[BEGIN GIVEN INFORMATION]

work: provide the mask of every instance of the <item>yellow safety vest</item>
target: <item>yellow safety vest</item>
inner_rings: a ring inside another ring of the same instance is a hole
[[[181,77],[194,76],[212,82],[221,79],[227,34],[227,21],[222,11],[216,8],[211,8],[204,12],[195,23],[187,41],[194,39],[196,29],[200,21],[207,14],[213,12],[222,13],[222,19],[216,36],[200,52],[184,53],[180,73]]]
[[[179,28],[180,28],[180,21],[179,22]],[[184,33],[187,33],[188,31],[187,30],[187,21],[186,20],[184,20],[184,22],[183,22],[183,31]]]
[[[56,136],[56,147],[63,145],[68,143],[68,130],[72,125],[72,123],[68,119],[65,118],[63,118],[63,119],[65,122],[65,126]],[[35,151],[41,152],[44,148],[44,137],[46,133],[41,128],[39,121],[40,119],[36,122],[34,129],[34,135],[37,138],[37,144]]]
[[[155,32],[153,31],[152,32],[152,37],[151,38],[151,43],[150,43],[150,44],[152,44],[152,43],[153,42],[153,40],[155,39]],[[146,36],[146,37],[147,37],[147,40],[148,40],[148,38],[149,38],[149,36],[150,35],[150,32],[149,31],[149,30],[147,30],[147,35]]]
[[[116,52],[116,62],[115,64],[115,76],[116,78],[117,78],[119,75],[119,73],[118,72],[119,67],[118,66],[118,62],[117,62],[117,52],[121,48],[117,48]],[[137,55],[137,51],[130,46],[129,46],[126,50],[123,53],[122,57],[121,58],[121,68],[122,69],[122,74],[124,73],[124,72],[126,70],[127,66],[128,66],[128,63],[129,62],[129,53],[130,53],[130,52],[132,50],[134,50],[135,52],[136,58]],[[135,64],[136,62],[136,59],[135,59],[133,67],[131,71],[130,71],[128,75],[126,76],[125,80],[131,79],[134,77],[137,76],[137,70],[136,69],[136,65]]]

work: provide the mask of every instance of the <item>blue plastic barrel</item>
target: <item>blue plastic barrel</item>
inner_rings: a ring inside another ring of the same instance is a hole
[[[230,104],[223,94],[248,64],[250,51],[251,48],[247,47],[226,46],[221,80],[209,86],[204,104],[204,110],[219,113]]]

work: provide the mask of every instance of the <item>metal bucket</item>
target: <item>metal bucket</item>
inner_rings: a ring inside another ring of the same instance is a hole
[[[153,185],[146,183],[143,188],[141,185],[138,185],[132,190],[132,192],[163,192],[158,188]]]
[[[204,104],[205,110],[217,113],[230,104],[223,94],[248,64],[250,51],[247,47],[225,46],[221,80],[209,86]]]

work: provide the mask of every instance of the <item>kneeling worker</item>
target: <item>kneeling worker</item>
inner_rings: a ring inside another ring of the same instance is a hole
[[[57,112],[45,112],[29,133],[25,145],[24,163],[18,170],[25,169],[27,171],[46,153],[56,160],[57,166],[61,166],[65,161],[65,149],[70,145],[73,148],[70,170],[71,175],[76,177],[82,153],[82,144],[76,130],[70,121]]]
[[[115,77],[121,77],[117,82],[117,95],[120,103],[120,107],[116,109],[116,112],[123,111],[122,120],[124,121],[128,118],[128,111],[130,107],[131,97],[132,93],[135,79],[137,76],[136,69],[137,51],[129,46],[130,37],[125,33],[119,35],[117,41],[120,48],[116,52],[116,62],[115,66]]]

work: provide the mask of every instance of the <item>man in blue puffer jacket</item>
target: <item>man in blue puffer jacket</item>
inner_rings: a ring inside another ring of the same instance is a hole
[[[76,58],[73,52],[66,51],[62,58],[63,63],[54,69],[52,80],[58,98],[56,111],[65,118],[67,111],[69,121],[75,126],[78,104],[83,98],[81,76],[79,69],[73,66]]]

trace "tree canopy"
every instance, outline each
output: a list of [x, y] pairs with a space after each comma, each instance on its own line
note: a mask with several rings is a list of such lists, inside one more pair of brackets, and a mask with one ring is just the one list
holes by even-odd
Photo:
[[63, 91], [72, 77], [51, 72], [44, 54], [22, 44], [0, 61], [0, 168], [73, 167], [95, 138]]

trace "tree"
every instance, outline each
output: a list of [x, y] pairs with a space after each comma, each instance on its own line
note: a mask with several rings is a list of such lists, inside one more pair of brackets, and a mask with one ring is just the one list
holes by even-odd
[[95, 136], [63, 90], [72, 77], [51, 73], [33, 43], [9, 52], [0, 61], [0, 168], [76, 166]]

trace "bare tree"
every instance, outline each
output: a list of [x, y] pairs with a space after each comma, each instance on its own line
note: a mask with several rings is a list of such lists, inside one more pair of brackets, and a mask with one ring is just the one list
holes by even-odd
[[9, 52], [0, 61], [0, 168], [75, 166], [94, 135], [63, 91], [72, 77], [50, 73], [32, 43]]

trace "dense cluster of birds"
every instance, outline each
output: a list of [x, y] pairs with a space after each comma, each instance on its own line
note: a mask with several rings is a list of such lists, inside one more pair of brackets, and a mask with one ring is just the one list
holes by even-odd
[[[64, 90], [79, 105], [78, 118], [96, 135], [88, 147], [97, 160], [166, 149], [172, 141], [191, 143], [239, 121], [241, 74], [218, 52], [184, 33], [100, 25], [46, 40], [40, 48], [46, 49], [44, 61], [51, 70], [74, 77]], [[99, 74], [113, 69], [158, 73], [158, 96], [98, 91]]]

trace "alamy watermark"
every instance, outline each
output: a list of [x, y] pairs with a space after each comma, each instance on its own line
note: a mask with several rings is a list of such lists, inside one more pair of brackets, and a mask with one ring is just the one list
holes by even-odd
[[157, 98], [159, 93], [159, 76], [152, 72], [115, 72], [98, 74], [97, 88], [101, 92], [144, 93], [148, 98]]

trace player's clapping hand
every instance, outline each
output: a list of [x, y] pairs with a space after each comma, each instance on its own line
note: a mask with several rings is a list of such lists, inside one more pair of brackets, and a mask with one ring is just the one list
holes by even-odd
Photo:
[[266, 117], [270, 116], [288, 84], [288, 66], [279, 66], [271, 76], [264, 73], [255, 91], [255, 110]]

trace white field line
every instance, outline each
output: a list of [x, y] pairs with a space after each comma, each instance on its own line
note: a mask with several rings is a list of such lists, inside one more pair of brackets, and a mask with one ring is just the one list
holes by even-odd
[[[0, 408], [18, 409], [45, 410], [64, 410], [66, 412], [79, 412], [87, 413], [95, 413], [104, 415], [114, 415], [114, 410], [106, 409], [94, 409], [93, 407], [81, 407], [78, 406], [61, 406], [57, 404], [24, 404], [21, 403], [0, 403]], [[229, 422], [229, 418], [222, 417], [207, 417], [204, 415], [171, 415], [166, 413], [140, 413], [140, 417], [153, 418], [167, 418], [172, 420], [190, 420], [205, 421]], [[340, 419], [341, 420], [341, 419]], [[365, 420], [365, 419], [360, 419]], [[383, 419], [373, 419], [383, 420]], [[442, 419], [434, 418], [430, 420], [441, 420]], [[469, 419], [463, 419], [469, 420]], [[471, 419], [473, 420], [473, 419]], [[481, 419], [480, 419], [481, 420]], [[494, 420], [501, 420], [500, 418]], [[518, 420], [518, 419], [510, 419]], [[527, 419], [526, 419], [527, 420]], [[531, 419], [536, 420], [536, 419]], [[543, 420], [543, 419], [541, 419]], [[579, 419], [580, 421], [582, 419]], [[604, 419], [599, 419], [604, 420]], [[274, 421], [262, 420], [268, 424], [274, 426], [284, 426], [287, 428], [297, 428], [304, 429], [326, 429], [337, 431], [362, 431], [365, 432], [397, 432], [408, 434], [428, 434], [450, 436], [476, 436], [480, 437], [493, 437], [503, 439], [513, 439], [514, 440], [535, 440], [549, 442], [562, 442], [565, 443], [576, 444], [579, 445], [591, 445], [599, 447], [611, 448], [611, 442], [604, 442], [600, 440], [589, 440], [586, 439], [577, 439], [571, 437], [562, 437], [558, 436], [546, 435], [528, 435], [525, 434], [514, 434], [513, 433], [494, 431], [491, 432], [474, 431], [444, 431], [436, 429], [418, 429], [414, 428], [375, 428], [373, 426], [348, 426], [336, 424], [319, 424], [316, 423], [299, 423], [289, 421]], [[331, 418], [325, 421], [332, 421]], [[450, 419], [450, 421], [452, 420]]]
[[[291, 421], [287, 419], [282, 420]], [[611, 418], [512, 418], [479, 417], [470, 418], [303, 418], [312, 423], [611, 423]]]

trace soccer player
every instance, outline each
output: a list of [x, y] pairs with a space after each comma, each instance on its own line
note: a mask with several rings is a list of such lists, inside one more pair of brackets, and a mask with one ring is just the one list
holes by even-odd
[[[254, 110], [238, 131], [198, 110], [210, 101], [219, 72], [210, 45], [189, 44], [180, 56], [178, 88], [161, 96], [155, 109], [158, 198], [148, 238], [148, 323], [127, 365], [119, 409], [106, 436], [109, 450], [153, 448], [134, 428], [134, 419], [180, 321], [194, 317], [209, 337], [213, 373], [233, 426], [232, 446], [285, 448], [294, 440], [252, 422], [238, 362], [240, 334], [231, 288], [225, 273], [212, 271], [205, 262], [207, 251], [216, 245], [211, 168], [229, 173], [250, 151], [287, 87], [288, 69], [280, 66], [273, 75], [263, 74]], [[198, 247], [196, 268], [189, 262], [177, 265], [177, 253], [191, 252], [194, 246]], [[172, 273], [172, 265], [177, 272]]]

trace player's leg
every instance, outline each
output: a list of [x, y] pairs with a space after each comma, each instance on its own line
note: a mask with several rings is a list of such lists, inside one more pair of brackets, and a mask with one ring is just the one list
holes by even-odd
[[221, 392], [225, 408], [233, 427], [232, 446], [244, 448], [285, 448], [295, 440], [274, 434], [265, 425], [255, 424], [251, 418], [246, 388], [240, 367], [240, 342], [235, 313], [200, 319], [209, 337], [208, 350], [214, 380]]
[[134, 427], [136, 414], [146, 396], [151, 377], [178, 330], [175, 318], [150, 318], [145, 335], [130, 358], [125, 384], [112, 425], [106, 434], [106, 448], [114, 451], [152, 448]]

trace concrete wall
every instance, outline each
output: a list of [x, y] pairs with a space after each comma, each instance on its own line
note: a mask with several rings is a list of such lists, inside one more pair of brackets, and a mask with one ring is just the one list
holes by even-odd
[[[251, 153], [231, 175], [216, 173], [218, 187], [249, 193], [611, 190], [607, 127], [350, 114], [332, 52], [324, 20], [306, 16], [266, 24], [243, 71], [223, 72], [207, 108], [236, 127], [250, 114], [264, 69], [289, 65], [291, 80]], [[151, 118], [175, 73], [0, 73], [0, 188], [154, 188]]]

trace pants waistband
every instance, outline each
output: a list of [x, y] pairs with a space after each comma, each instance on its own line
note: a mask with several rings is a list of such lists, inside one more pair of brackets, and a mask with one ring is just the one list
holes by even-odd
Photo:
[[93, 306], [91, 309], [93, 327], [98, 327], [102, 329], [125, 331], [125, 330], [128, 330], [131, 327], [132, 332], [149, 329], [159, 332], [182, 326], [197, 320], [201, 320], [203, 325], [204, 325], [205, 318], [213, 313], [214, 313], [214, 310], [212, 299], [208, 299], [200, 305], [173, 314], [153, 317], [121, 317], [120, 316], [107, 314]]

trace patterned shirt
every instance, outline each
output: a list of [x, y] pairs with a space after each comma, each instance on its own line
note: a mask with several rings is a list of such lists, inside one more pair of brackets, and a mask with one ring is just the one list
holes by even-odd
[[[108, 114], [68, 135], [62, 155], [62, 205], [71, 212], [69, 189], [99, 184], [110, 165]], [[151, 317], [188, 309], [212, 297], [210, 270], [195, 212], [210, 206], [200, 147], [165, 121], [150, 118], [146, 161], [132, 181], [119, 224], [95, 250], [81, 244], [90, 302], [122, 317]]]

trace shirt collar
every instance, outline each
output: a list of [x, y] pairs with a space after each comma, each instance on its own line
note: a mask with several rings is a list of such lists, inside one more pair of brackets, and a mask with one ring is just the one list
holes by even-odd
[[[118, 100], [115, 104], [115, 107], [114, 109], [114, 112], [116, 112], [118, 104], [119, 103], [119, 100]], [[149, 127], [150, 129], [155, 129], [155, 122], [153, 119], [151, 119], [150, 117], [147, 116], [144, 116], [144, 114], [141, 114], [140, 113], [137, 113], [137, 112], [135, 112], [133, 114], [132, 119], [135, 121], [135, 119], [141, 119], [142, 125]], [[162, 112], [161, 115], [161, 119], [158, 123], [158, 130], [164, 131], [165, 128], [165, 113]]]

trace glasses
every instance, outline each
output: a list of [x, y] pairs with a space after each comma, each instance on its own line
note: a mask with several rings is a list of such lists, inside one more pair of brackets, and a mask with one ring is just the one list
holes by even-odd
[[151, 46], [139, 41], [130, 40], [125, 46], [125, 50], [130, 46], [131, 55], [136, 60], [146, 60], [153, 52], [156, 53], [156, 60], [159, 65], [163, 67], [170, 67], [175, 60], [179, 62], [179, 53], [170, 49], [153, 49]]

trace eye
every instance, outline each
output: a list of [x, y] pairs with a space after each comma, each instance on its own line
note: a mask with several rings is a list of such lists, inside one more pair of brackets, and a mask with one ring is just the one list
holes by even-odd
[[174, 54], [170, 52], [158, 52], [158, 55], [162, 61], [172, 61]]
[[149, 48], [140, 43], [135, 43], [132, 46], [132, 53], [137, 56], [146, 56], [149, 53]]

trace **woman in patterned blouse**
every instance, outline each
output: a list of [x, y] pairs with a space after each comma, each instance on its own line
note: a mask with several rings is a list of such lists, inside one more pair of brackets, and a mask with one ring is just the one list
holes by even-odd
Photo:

[END GIVEN INFORMATION]

Please rewrite the listing from the line with "trace player's leg" through the line with "188], [154, 188]]]", replacing "concrete wall" with "brick wall" and leaving everything else unchanged.

# [FINAL RESULT]
trace player's leg
every instance, outline each
output: a list of [x, y] pairs with a space after each comma, each instance on its own line
note: a mask with several rings is a list of such lists, inside one more pair of brackets, and a mask with one ring is just the one list
holes by even-odd
[[221, 392], [225, 408], [233, 427], [232, 446], [244, 448], [285, 448], [295, 440], [274, 434], [265, 425], [255, 424], [251, 418], [246, 388], [240, 367], [240, 342], [235, 313], [200, 319], [209, 337], [208, 350], [214, 380]]
[[134, 427], [136, 414], [146, 396], [151, 377], [178, 330], [175, 318], [150, 318], [145, 335], [130, 358], [125, 384], [112, 425], [106, 434], [106, 448], [114, 451], [152, 448]]

trace brick wall
every instance, outline each
output: a list of [x, y] pairs with a space after each comma, each instance on its own line
note: a mask with several rings is a list of such lists, inside one more pair of brackets, and a mask with one ring is just the one list
holes by even-odd
[[[251, 153], [231, 175], [216, 173], [218, 187], [249, 193], [611, 190], [607, 127], [350, 114], [332, 52], [324, 20], [306, 16], [266, 24], [243, 71], [223, 72], [207, 108], [236, 127], [250, 114], [264, 69], [289, 65], [291, 80]], [[151, 118], [175, 73], [0, 73], [0, 188], [154, 188]]]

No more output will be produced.